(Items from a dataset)
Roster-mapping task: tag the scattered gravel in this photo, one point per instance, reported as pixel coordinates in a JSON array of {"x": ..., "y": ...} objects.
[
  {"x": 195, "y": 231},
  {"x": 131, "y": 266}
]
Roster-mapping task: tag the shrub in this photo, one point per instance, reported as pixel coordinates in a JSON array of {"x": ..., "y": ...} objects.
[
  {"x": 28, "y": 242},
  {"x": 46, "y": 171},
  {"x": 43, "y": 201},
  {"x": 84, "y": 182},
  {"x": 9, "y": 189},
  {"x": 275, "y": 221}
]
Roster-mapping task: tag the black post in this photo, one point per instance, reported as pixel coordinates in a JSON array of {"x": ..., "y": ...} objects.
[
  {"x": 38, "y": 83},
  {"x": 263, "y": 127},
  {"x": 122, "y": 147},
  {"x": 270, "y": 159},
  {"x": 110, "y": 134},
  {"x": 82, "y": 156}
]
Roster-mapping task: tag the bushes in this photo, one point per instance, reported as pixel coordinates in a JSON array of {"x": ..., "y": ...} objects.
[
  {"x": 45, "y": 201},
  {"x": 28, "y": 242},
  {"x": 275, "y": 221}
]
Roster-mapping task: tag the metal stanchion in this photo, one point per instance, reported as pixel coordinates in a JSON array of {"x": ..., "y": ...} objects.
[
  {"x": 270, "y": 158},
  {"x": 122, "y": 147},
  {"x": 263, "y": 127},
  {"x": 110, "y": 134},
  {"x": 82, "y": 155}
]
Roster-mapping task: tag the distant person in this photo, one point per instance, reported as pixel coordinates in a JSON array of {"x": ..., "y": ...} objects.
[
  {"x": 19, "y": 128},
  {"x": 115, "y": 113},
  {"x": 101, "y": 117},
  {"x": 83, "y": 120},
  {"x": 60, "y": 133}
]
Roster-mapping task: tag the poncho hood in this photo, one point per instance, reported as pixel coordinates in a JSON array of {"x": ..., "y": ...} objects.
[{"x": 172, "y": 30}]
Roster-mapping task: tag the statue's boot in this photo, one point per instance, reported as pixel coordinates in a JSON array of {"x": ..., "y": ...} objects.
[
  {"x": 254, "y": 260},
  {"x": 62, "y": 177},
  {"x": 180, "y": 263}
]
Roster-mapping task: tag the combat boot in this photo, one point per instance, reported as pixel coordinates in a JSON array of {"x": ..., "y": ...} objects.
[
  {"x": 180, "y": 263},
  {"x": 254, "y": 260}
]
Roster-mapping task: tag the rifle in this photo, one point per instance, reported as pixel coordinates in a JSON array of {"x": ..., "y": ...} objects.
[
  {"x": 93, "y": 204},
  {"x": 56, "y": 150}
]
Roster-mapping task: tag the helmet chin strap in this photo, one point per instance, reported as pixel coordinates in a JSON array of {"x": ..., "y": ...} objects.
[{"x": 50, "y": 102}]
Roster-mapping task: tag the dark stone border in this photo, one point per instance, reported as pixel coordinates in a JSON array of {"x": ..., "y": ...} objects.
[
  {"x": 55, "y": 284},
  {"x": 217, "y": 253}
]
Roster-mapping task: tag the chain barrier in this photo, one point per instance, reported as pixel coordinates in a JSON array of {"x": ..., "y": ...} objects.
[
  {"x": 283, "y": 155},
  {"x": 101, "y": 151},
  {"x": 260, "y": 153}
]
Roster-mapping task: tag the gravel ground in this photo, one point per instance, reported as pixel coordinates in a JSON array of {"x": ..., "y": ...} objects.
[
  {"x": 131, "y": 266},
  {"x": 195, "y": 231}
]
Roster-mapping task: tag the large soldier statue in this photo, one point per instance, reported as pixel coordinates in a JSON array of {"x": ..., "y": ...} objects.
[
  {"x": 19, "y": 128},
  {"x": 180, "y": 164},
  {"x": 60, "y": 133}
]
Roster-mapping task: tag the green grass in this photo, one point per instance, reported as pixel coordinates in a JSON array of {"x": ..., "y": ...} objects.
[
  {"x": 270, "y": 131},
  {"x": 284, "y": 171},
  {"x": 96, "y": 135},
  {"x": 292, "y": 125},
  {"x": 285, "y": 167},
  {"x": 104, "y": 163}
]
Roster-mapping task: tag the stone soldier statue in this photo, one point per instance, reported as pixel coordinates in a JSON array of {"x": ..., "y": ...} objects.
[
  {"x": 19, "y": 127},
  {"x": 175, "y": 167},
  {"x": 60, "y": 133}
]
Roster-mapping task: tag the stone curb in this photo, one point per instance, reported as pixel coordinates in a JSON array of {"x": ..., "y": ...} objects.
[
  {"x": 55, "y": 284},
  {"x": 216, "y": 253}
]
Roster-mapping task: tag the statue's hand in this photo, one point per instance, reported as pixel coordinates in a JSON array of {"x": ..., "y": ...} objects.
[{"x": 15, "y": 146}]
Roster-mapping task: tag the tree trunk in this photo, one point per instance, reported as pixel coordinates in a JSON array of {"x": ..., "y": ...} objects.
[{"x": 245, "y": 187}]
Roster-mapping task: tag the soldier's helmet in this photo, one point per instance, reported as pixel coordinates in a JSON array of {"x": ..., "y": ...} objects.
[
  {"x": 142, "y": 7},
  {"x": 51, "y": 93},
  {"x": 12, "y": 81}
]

_Required task:_ Rewrite all the lines above as a numbered list, leaving out any blank lines.

_Response to this task:_
1. Roster-mapping task: tag the scattered gravel in this photo, one point per instance, reported as pixel coordinates in a JSON array of {"x": ..., "y": ...} objects.
2. [
3.   {"x": 195, "y": 231},
4.   {"x": 131, "y": 266}
5. ]
6. Roster-mapping task: tag the shrub in this photo, one point per instance, reported as pixel coordinates in a JSON array of {"x": ..., "y": ...} objects.
7. [
8.   {"x": 28, "y": 242},
9.   {"x": 46, "y": 171},
10.   {"x": 43, "y": 201},
11.   {"x": 84, "y": 182},
12.   {"x": 9, "y": 189},
13.   {"x": 275, "y": 221}
14. ]
15. Roster-mapping task: tag the black post in this photo, one point per instance, reported as pixel coordinates in a JSON array of {"x": ..., "y": ...} objects.
16. [
17.   {"x": 38, "y": 83},
18.   {"x": 263, "y": 127},
19.   {"x": 122, "y": 147},
20.   {"x": 270, "y": 159},
21.   {"x": 110, "y": 134},
22.   {"x": 82, "y": 156}
23. ]
24. Roster-mapping task: tag the bushes in this photo, one point per instance, reported as pixel coordinates in a JSON array of {"x": ..., "y": ...} objects.
25. [
26.   {"x": 45, "y": 201},
27.   {"x": 28, "y": 242},
28.   {"x": 275, "y": 221}
29. ]
30. Roster-mapping task: tag the metal stanchion in this photo, one point per instance, reported as pixel coordinates in a JSON array of {"x": ..., "y": ...} objects.
31. [
32.   {"x": 270, "y": 158},
33.   {"x": 122, "y": 147},
34.   {"x": 263, "y": 127},
35.   {"x": 110, "y": 134},
36.   {"x": 82, "y": 155}
37. ]
38. Roster-mapping task: tag the distant person in this photo, one point per instance, reported as pixel coordinates in a JSON array of {"x": ..., "y": ...} objects.
39. [
40.   {"x": 19, "y": 128},
41.   {"x": 115, "y": 113},
42.   {"x": 101, "y": 117},
43.   {"x": 83, "y": 120},
44.   {"x": 60, "y": 133}
45. ]
46. Roster-mapping task: tag the poncho hood in this photo, one point per instance, reported as pixel coordinates in a JSON array of {"x": ..., "y": ...} objects.
47. [{"x": 172, "y": 30}]
48. Roster-mapping task: tag the statue's boot in this photo, one point per instance, reported as pixel coordinates in a JSON array of {"x": ..., "y": ...} objects.
49. [
50.   {"x": 254, "y": 260},
51.   {"x": 62, "y": 177},
52.   {"x": 180, "y": 263}
53. ]
54. Roster-mapping task: tag the combat boot in this photo, one point per instance, reported as pixel coordinates in a JSON array of {"x": ..., "y": ...} objects.
55. [
56.   {"x": 180, "y": 263},
57.   {"x": 254, "y": 260}
58. ]
59. Roster-mapping task: tag the rifle in this photo, one point per instance, reported as pixel coordinates in a JSON array of {"x": ..., "y": ...} objects.
60. [
61.   {"x": 93, "y": 204},
62.   {"x": 56, "y": 150}
63. ]
64. Roster-mapping task: tag the helmet chin strap in this photo, one point per instance, reported as pixel coordinates in a JSON array of {"x": ..., "y": ...} objects.
65. [{"x": 50, "y": 102}]
66. Roster-mapping task: tag the dark stone border in this photo, one point per instance, reported as pixel coordinates in a JSON array of {"x": ..., "y": ...} objects.
67. [
68.   {"x": 55, "y": 284},
69.   {"x": 217, "y": 253}
70. ]
71. Roster-mapping task: tag the chain barrier in this photo, one point per instance, reported as pixel coordinates in a JSON array of {"x": ..., "y": ...} objects.
72. [
73.   {"x": 283, "y": 155},
74.   {"x": 101, "y": 151},
75.   {"x": 260, "y": 153}
76. ]
77. Roster-mapping task: tag the gravel ground in this photo, one point per instance, reported as pixel coordinates in a JSON array of {"x": ..., "y": ...} objects.
78. [
79.   {"x": 131, "y": 266},
80.   {"x": 195, "y": 231}
81. ]
82. Roster-mapping task: tag the large soldier statue in this photo, one point per instance, reported as pixel coordinates in a JSON array of {"x": ..., "y": ...} objects.
83. [
84.   {"x": 19, "y": 128},
85.   {"x": 180, "y": 164},
86.   {"x": 60, "y": 133}
87. ]
88. Roster-mapping task: tag the green grass in this photo, one point per instance, reported as pixel coordinates in a JSON array of {"x": ..., "y": ...} objects.
89. [
90.   {"x": 270, "y": 131},
91.   {"x": 284, "y": 171},
92.   {"x": 96, "y": 135},
93.   {"x": 292, "y": 125},
94.   {"x": 285, "y": 167},
95.   {"x": 104, "y": 163}
96. ]
97. Roster-mapping task: tag the stone soldier statue in this photo, one point per instance, reported as pixel coordinates in a JSON array of {"x": ..., "y": ...} objects.
98. [
99.   {"x": 19, "y": 127},
100.   {"x": 175, "y": 167},
101.   {"x": 60, "y": 133}
102. ]
103. Roster-mapping task: tag the stone curb in this photo, one point per instance, reported as pixel coordinates in a JSON array of {"x": ..., "y": ...} objects.
104. [
105.   {"x": 55, "y": 284},
106.   {"x": 216, "y": 253}
107. ]
108. Roster-mapping task: tag the statue's hand in this photo, one point per instance, reported as pixel coordinates in a JSON array of {"x": ..., "y": ...} objects.
109. [{"x": 15, "y": 146}]
110. Roster-mapping task: tag the tree trunk in this photo, one point per instance, reported as pixel coordinates in a JSON array of {"x": ..., "y": ...} objects.
111. [{"x": 245, "y": 187}]
112. Roster-mapping task: tag the soldier's helmet in this photo, one point per instance, reported as pixel coordinates in a JSON array of {"x": ..., "y": ...} objects.
113. [
114.   {"x": 142, "y": 7},
115.   {"x": 51, "y": 93},
116.   {"x": 12, "y": 81}
117. ]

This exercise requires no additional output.